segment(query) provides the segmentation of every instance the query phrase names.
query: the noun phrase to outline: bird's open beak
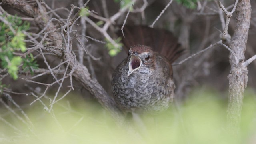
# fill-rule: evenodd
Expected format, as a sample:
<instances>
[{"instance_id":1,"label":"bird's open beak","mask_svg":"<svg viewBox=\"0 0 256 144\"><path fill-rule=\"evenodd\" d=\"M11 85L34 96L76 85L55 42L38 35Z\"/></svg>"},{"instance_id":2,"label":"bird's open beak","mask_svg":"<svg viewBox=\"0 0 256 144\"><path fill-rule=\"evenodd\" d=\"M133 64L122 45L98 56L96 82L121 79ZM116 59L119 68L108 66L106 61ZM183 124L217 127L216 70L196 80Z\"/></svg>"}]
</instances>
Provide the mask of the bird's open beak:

☆ ☆ ☆ ☆ ☆

THE TASK: Return the lines unchanged, starting with the first line and going on through the line with "<instances>", both included. Leave the pictures out.

EXERCISE RESULT:
segment(query) provides the segmentation of every instance the query phrase names.
query: the noun phrase to outline: bird's open beak
# fill-rule: evenodd
Expected format, as a sample:
<instances>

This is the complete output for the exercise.